WORK INSTRUCTIONS —
**A.** Write out the part of the post about the book "Gay Bar" from "Up until the" up to and including "still was illegal.".
**B.** Add the next part of the post about the book "Gay Bar", picking up after its last sentence.

EXTRACT TO READ —
·····

While I was at the library, I saw a book called "Gay Bar". Now I have sister named Gay, so the word doesn't always mean what it means to most people to me. This is a book about a woman, Helen P. Branson who owned a gay men's bar in the 1950's.  She also wrote a book about the bar (which is now out of print)  at a time when being gay was very taboo, if not illegal.  Will Fellows, found the book and decided to add his input along with what Helen wrote.  I found his writing to be too technical and repetitive so I skipped his very wordy sections and read only Helen's.  Her writing style is not polished, more like reading a letter from your great aunt but you can tell what she wrote is what she thought.  What I found so interesting about the story was not only how brave this  straight woman was to open a gay bar during a very anti-gay time but also how she saw a need and marketed it. 
Up until the late 1960's it was illegal for Asians to marry outside of their race.  This law passed in the early days of  California to control the cheap labor coming in from Asian countries.  It was thought at the time if the Asian immigrants could not marry and start a family, they would not stay.  The same arguments made about gay marriages today were made about interracial marriage back then. When my husband and I got married in 1981, it was only twenty years early we could not have.  It was a blue law (on the books but not enforced) for many years but it still was illegal.

·····

GIVEN INFORMATION —
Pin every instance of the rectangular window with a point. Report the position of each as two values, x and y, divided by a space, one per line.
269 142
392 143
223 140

·····

TASK-BY-TASK OUTPUTS —
**A.**
Up until the late 1960's it was illegal for Asians to marry outside of their race.  This law passed in the early days of  California to control the cheap labor coming in from Asian countries.  It was thought at the time if the Asian immigrants could not marry and start a family, they would not stay.  The same arguments made about gay marriages today were made about interracial marriage back then. When my husband and I got married in 1981, it was only twenty years early we could not have.  It was a blue law (on the books but not enforced) for many years but it still was illegal.

**B.**
2 comments:

Susan Raihala said...

Interesting book. It still amazes me how the human race seems hard-wired to create categories and erect barriers between them, with moral judgments overlaid pretty randomly. It's still amazing that it's been less than a century since women won the right to vote. Having grown up in the southern USA, I've seen institutional and cultural racism at its insidious work and fought against it in college classrooms in Alabama and Georgia. I've also had a number of gay friends (who WERE gay and not making "lifestyle" choices), helped a same-sex couple adopt a baby, and voted against the ban on gay marriages in Ohio. Really? We had to vote on that? It's just so sad.

Lydia Fiedler said...

I am stunned. You taught me something today.